Set exercise: Leave out the images and repeat the listing below without a single change.

Data supplied:
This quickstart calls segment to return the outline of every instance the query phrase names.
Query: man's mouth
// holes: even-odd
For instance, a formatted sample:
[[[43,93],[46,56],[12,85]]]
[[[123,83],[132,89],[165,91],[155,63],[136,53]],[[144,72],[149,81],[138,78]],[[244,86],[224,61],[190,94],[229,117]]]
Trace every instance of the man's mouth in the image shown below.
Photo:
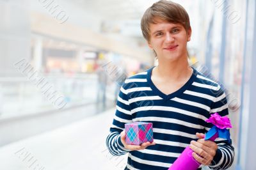
[[[178,47],[178,45],[172,45],[172,46],[168,46],[166,47],[165,48],[164,48],[164,50],[174,50],[177,49],[177,47]]]

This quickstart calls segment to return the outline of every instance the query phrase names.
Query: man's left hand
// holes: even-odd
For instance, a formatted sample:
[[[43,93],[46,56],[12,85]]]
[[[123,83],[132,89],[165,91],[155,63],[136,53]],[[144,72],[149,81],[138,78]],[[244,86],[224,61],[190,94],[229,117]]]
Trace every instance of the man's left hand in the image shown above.
[[[197,141],[192,141],[189,147],[194,151],[193,157],[199,163],[204,166],[209,166],[216,155],[218,145],[216,143],[204,140],[204,134],[196,133],[199,138]]]

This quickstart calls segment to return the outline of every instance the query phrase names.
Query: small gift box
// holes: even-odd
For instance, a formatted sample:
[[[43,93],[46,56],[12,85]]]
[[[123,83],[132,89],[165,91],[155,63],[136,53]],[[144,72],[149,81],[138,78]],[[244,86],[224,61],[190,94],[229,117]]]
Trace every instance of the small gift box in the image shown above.
[[[153,125],[152,123],[134,122],[126,123],[125,141],[127,144],[140,145],[141,143],[153,142]]]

Response to the task:
This quickstart calls segment to return the outline of every instance the query phrase names.
Query: man's mouth
// holes: even-odd
For instance, a formatted sample:
[[[43,93],[46,56],[12,85]]]
[[[123,83],[132,89],[165,91],[155,63],[136,53]],[[144,72],[149,81],[138,78]],[[244,86],[224,61],[190,94],[229,117]]]
Trace every instance of the man's mouth in the image shown below.
Photo:
[[[178,47],[178,45],[172,45],[172,46],[168,46],[166,47],[165,48],[164,48],[164,50],[174,50],[177,49],[177,47]]]

This quickstart calls segment to return the outline of every instance the query phrase names.
Query: man's left hand
// holes: even-odd
For instance, a formatted sample:
[[[43,93],[46,56],[12,85]]]
[[[123,83],[132,89],[165,91],[155,63],[136,53]],[[144,72],[149,81],[138,78]],[[244,86],[224,61],[190,94],[229,117]]]
Trace every instance of the man's left hand in the image shown above.
[[[197,141],[192,141],[189,147],[194,151],[193,157],[199,163],[204,166],[209,166],[216,155],[218,145],[216,143],[204,140],[204,134],[196,133],[199,138]]]

This quickstart calls segment to return the outline of every instance the query phrase names.
Query: small gift box
// holes: even-odd
For instance, a formatted sample:
[[[43,93],[46,56],[12,85]]]
[[[123,83],[132,89],[165,91],[155,63],[136,53]],[[144,72],[149,81],[138,78]],[[244,86],[224,61],[190,94],[229,117]]]
Trace every instance of the small gift box in the image shown above.
[[[153,125],[152,123],[134,122],[126,123],[125,141],[127,144],[140,145],[141,143],[153,142]]]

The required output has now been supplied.